WRITTEN EXERCISE: Write out the lines again, requests included, beginning at the first line and stopping after the line that contains "M 635 107 L". Move every output coordinate by adding 88 to it, and leave the picture out.

Excerpt from a dataset
· · · · · · ·
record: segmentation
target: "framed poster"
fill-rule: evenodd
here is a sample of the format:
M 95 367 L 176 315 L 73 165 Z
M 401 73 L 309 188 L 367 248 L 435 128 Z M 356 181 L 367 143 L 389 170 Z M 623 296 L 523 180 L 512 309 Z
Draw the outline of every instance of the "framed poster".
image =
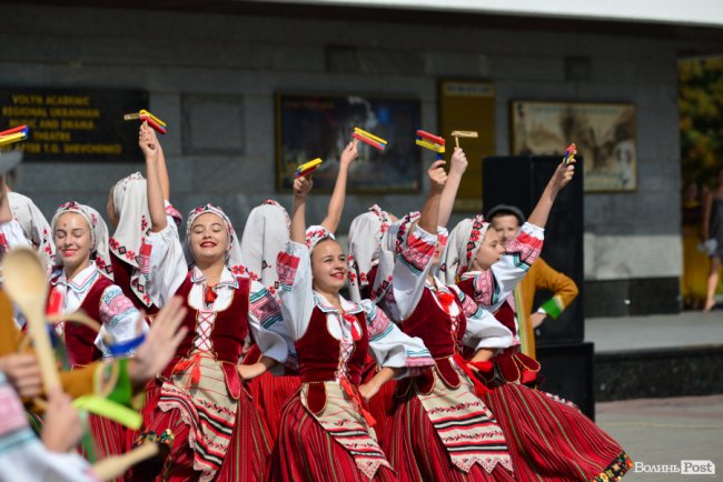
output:
M 635 107 L 628 103 L 512 102 L 512 154 L 584 158 L 585 192 L 637 189 Z
M 147 108 L 142 91 L 6 88 L 0 130 L 30 128 L 28 140 L 12 145 L 24 161 L 140 162 L 139 123 L 125 122 L 123 114 Z
M 276 188 L 288 191 L 296 168 L 315 158 L 314 192 L 331 192 L 339 157 L 358 127 L 386 140 L 384 152 L 359 142 L 349 168 L 348 193 L 414 193 L 422 187 L 422 122 L 418 99 L 394 97 L 276 94 Z

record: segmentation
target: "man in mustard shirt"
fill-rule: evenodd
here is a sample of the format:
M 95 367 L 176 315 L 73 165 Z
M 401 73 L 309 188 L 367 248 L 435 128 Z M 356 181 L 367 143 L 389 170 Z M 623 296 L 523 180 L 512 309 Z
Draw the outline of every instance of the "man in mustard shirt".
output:
M 505 244 L 517 237 L 519 228 L 525 222 L 525 217 L 514 205 L 498 204 L 487 212 L 487 221 L 499 234 L 501 242 Z M 533 304 L 537 290 L 549 291 L 553 297 L 535 310 Z M 508 300 L 515 311 L 517 335 L 523 353 L 535 358 L 534 330 L 547 317 L 556 320 L 577 297 L 577 285 L 573 280 L 552 269 L 542 258 L 537 258 Z

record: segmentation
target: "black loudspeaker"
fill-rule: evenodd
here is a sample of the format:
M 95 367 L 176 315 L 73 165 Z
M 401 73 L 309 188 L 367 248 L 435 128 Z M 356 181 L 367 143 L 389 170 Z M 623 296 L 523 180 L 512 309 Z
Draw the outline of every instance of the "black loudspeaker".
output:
· · · · · · ·
RESPONSE:
record: segmentation
target: "framed poster"
fill-rule: evenodd
here is a sample of the format:
M 95 367 L 176 315 L 73 165 Z
M 401 73 L 309 188 L 367 248 L 435 128 Z M 356 181 L 367 143 L 389 170 Z M 623 296 L 523 180 L 512 309 Z
Draw the outline of every instance of the "framed poster".
image =
output:
M 723 195 L 716 191 L 600 190 L 600 242 L 672 246 L 673 280 L 725 277 Z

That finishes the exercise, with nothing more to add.